> _STATED GOAL_
Give the records starting with the line that contains "Exercise. Point to the poster" and going on through the line that contains "(1127, 375)" as a two-column CSV with the columns "request" and "points", one row per request, each value in a single quoted field with line breaks replaced by spaces.

Records of point annotations:
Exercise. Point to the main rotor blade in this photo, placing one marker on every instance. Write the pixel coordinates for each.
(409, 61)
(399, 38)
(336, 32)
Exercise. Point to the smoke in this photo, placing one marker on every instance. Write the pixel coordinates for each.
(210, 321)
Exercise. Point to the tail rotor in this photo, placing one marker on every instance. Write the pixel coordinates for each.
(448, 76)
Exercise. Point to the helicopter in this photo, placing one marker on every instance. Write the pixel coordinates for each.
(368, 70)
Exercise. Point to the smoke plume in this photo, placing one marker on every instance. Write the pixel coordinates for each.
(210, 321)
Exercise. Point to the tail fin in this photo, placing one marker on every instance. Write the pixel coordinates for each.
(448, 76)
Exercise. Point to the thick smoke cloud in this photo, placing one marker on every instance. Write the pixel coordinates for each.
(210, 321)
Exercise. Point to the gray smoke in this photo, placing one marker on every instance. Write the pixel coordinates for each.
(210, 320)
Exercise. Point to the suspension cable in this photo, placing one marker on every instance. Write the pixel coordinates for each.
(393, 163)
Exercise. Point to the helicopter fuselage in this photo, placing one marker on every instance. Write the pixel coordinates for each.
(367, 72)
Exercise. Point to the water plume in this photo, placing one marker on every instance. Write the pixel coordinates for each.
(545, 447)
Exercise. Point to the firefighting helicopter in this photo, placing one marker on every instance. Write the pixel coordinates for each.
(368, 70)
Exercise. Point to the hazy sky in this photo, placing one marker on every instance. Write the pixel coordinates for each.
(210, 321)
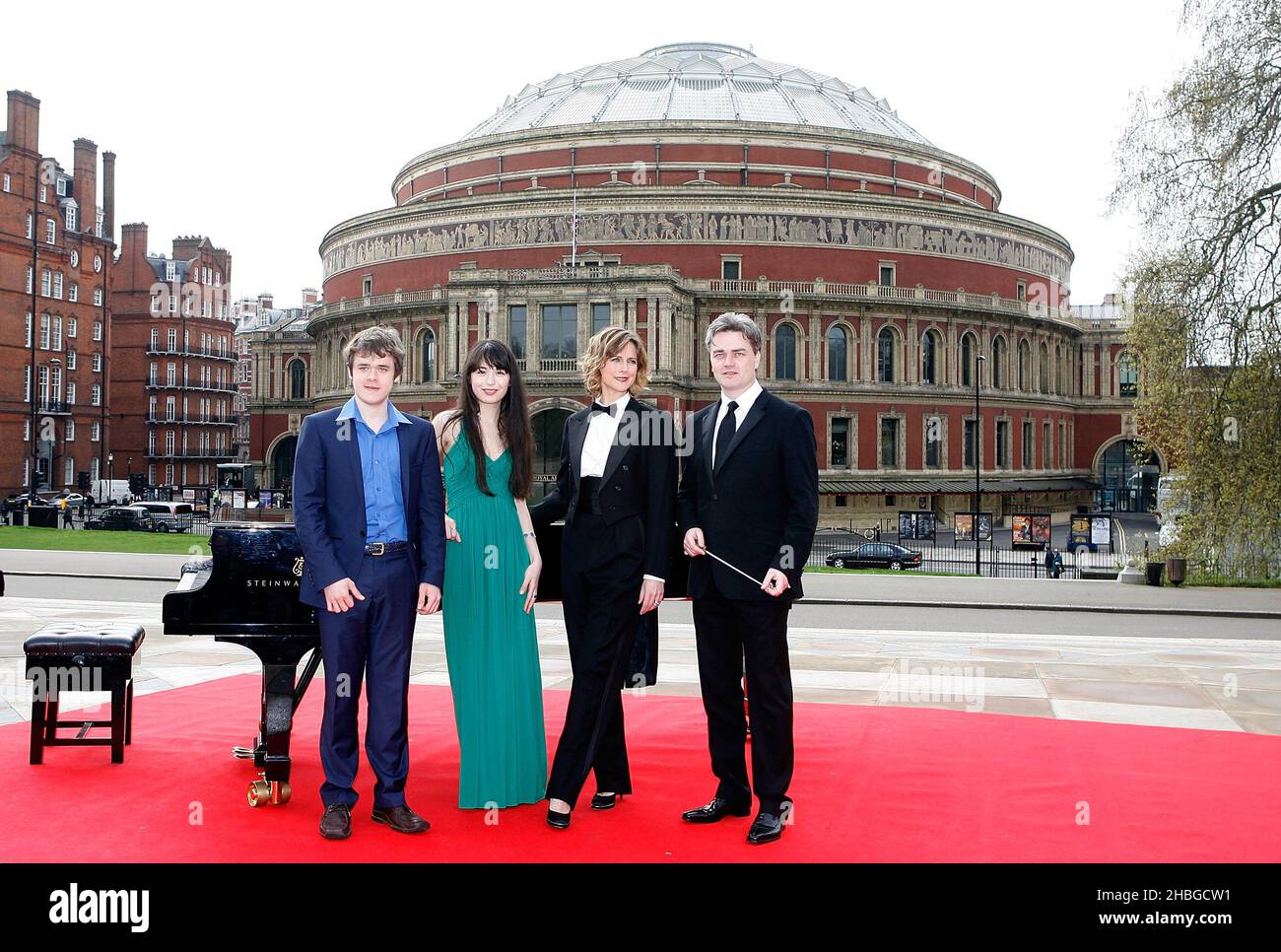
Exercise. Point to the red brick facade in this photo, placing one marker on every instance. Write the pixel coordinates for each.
(55, 315)
(174, 370)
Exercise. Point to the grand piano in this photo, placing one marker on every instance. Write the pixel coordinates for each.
(247, 593)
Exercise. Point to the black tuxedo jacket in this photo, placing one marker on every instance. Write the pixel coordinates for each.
(760, 508)
(640, 479)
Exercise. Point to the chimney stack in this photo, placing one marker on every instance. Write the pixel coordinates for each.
(85, 183)
(133, 239)
(24, 129)
(109, 196)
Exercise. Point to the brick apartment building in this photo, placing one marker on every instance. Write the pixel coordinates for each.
(174, 371)
(55, 316)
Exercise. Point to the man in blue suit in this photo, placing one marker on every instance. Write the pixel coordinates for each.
(370, 509)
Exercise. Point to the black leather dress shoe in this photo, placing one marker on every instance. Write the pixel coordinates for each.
(401, 819)
(336, 823)
(765, 828)
(713, 811)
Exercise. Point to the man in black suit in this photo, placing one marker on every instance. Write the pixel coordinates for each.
(750, 495)
(616, 492)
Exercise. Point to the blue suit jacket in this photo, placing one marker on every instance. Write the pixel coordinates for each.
(329, 502)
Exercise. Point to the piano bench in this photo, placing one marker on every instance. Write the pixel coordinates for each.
(82, 656)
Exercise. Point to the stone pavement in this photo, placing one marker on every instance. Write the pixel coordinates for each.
(1203, 683)
(905, 588)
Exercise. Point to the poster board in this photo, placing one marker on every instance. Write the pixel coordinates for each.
(1030, 529)
(916, 525)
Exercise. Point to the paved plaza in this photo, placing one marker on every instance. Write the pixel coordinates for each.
(1191, 681)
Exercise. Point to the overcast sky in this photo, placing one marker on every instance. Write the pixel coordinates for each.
(264, 124)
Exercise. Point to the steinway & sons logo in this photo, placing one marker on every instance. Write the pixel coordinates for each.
(278, 581)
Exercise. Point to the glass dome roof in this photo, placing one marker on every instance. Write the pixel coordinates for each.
(693, 82)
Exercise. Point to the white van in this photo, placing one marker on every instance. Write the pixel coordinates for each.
(169, 516)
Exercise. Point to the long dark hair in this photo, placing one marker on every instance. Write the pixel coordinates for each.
(513, 424)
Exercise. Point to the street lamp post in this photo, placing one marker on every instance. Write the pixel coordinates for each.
(978, 459)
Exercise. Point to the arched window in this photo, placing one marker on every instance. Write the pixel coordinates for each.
(930, 358)
(427, 357)
(838, 347)
(298, 379)
(785, 353)
(885, 355)
(998, 363)
(968, 360)
(1127, 375)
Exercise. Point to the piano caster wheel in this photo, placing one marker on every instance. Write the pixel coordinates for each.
(259, 793)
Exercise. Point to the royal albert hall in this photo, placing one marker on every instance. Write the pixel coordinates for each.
(660, 191)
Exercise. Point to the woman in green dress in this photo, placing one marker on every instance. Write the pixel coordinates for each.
(491, 581)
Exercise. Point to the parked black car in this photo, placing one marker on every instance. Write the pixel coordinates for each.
(876, 555)
(123, 517)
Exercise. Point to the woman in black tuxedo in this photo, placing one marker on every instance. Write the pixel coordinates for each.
(616, 492)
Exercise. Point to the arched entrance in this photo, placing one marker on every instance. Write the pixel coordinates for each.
(282, 462)
(549, 430)
(1128, 477)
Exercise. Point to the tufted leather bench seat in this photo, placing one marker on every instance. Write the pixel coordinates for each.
(82, 656)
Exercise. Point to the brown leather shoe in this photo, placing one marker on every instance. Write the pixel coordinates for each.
(336, 823)
(401, 819)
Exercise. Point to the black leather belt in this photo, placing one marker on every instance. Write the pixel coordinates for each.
(384, 547)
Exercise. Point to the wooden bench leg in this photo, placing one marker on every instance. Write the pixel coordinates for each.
(37, 728)
(51, 714)
(118, 722)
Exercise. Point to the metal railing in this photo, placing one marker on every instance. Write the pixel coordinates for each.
(993, 563)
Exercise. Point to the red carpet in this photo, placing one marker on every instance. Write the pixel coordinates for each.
(871, 783)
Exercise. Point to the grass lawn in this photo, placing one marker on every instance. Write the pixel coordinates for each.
(884, 572)
(101, 541)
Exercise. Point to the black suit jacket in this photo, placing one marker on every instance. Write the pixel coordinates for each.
(639, 481)
(760, 509)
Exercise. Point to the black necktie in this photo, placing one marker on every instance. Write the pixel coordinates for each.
(725, 435)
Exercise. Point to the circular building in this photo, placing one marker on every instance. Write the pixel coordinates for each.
(660, 191)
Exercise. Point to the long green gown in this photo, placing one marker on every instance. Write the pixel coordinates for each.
(490, 641)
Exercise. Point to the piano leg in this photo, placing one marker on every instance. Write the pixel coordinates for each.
(272, 751)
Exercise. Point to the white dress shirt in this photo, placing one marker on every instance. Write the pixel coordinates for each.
(601, 431)
(744, 401)
(600, 437)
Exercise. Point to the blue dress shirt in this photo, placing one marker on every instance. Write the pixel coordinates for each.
(379, 468)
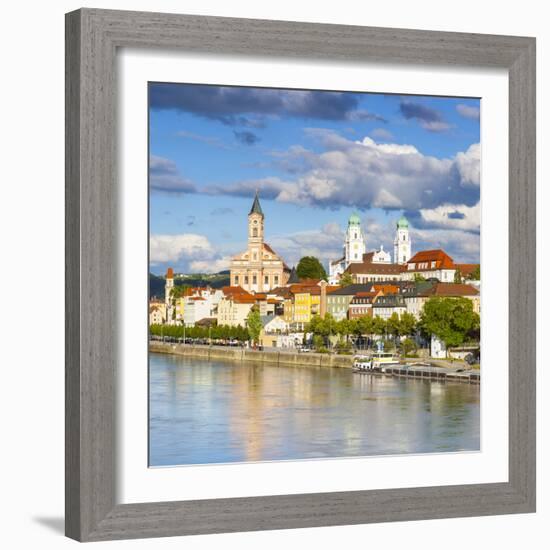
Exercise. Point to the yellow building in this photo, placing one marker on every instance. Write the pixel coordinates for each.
(179, 304)
(259, 268)
(234, 307)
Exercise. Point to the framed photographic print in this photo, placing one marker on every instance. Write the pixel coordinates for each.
(287, 246)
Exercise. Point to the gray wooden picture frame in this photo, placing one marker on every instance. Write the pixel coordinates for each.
(92, 39)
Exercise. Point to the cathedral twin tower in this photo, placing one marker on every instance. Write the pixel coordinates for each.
(259, 268)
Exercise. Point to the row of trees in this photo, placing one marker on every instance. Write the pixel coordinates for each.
(452, 320)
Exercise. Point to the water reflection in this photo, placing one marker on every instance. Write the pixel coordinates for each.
(215, 411)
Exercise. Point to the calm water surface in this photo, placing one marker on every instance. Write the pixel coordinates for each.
(216, 411)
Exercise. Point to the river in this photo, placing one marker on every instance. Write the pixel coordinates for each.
(220, 411)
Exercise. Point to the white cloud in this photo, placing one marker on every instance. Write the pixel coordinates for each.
(364, 174)
(210, 266)
(455, 216)
(177, 248)
(164, 176)
(468, 165)
(468, 111)
(382, 133)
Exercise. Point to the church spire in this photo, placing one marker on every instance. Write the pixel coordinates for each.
(256, 208)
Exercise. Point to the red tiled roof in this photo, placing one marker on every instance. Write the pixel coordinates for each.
(234, 291)
(466, 269)
(305, 289)
(451, 290)
(386, 289)
(243, 299)
(375, 269)
(442, 259)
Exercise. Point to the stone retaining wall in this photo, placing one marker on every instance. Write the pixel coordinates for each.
(244, 354)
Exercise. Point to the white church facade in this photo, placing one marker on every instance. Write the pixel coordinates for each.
(355, 251)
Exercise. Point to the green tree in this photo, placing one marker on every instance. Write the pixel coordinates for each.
(344, 328)
(365, 325)
(407, 324)
(393, 325)
(379, 326)
(346, 279)
(178, 291)
(254, 324)
(451, 320)
(408, 346)
(476, 274)
(310, 267)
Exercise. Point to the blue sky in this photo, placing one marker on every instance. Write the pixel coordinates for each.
(315, 157)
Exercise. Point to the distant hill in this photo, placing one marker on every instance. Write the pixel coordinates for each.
(216, 280)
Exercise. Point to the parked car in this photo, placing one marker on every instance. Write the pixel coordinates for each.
(472, 357)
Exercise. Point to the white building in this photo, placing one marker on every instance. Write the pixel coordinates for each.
(201, 304)
(402, 242)
(169, 285)
(381, 256)
(354, 249)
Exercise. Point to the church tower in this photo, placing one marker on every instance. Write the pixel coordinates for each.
(402, 242)
(168, 294)
(259, 268)
(255, 232)
(354, 247)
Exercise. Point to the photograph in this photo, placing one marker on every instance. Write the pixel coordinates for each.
(314, 274)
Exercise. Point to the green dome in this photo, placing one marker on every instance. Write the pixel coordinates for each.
(402, 223)
(354, 219)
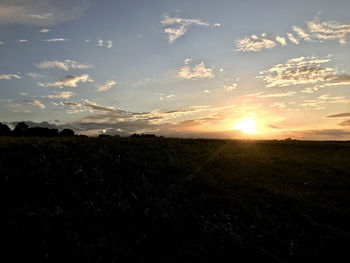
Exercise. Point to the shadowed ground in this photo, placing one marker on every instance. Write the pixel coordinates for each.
(174, 200)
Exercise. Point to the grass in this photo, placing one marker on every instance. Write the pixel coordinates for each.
(174, 200)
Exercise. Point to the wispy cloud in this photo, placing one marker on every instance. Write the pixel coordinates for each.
(10, 76)
(45, 30)
(199, 71)
(108, 85)
(40, 12)
(41, 16)
(254, 43)
(345, 123)
(65, 65)
(322, 101)
(176, 26)
(36, 103)
(292, 38)
(56, 40)
(35, 75)
(317, 30)
(340, 115)
(278, 95)
(281, 40)
(301, 71)
(68, 81)
(61, 95)
(105, 43)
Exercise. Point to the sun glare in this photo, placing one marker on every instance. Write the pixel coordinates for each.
(246, 126)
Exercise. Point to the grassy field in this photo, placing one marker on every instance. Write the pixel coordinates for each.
(174, 200)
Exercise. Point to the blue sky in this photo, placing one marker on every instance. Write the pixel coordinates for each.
(178, 68)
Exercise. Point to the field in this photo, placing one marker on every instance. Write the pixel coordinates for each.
(174, 200)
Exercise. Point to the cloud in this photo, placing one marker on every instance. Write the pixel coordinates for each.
(188, 60)
(18, 108)
(345, 123)
(105, 43)
(36, 102)
(65, 65)
(176, 26)
(281, 40)
(322, 101)
(22, 41)
(45, 30)
(40, 12)
(61, 95)
(319, 31)
(41, 16)
(292, 38)
(68, 81)
(254, 43)
(278, 95)
(346, 114)
(165, 97)
(56, 40)
(230, 87)
(301, 71)
(322, 134)
(301, 33)
(108, 85)
(35, 75)
(199, 71)
(10, 76)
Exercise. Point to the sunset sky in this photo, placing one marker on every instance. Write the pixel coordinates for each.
(187, 68)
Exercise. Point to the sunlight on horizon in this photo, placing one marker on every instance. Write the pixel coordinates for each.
(246, 125)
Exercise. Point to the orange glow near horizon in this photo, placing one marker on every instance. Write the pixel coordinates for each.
(246, 125)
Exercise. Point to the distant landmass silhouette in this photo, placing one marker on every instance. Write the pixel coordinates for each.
(23, 130)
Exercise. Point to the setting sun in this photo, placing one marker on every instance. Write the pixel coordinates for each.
(246, 126)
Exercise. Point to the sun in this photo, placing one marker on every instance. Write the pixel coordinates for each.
(246, 126)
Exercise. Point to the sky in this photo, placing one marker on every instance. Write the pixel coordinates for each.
(233, 69)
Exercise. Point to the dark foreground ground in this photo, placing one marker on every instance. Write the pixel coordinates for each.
(173, 200)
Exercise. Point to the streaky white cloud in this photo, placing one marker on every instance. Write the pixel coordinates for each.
(56, 40)
(303, 71)
(10, 76)
(65, 65)
(108, 85)
(187, 61)
(165, 97)
(37, 103)
(68, 81)
(199, 71)
(301, 33)
(35, 75)
(278, 95)
(105, 43)
(45, 30)
(292, 38)
(322, 101)
(320, 31)
(254, 43)
(40, 12)
(61, 95)
(230, 87)
(18, 108)
(177, 27)
(281, 40)
(41, 16)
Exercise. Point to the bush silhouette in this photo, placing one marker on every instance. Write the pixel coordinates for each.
(4, 130)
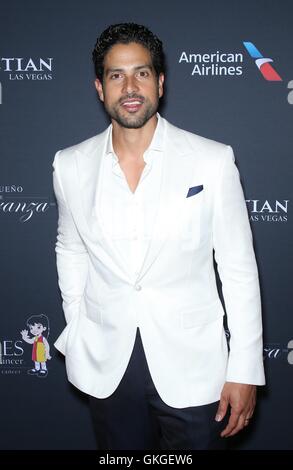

> _EXPECTED ANSWER_
request,points
"Exercise. Point to the poster board in this photo, placing one marker on every instance. Write the pixel coordinates for each.","(1030, 529) (916, 525)"
"Exercise. Point to the paved plaza in this photo, placing one marker on every instance. Write the pixel coordinates for each.","(1191, 681)"
"Exercise. Point to the overcast sky in this photo, placing one marker on every instance. Write the pixel coordinates for each.","(264, 124)"
"Exercise. Point to the steinway & sons logo in this photo, placing one marker on every instance. Write the pixel coordinates for each.","(278, 581)"
"Exercise. Point to the glass dome roof in this photo, placing one marker on every instance. Write the pixel coordinates for each.","(693, 82)"
"Exercise. Point to the white van in this photo, placing one marker on every instance. Write the pixel coordinates for each.","(169, 516)"
"Exercise. Point to the long dark hair in this photo, placing one marker on every instance. Write the pixel coordinates for each.","(513, 424)"
"Exercise. Point to the street lamp post in this photo, placing one marker on every instance. Write the pixel coordinates for each.","(978, 459)"
"Exercise. Point to the arched window in this photo, placing one marker on every instance. Write the pixel coordinates for each.","(930, 358) (427, 357) (838, 347) (298, 379) (785, 353) (885, 355) (998, 363) (968, 360) (1127, 375)"